* **What is needed**
List the kinds of power that the interview on AI and character says must be blurred together when thinking about AI.

* **Text section**
So I don’t think there’s any time except the pursuit of nuclear weapons where this idea of losing the race could mean losing the war. And when you think of AI, you have to blur the lines we had for many years of military power and separate from diplomatic or commercial power. Those things are now so interwoven because the ability to leverage AI in production and things like that could give a country a decisive advantage that immediately shows itself in the military sphere.
So I think first, I think two things have to happen. We need to be pursuing those kinds of regulations and understanding around the world that give us some opportunity to put rules and norms in place for AI, but we’re not close to it. But parallel to that, we need to be at breakneck pace trying to develop AI. And those seem in tension, they seem in contradiction, that here we are trying to develop new nuclear weapons and at the same time we’re trying to set up rules to limit their use, but if we lose, if we don’t get parity with AI, then we’re going to be in a position that’s extraordinarily dangerous. And that’s, again, it’s not going to be the military, it’s going to be this broader national effort.
SAFIAN: And the topic of character that you’re so focused and compelled about, today that applies to AI too and how we talk about it, whether it’s commercial uses or military.
MCCHRYSTAL: Well, I would argue the character becomes more important because the power of the individual is dramatically more than it was even 200 years ago. When think of the old saying about Samuel Colt who created the six gun, we say, “God made man, Sam Colt made them equal,” and he leveled the playing field for people who weren’t as big and strong as they could have an effective weapon.
AI is going to do that and give extraordinary power not just to nation states, but to individuals. And so those people who have that extraordinary power, and almost all of us will have some form of it, have the ability to do great good or just great evil. And so character I think is going to become more essential than ever.
What’s at stake right now?

(Excerpts from a dataset)
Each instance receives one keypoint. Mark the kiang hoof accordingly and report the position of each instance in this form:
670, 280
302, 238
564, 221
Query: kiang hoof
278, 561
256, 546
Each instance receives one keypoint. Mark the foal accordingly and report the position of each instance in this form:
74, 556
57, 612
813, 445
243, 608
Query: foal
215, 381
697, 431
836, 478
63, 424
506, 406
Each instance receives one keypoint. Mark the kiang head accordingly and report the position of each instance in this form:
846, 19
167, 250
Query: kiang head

* **Answer to this exercise**
- Military power
- Diplomatic power
- Commercial power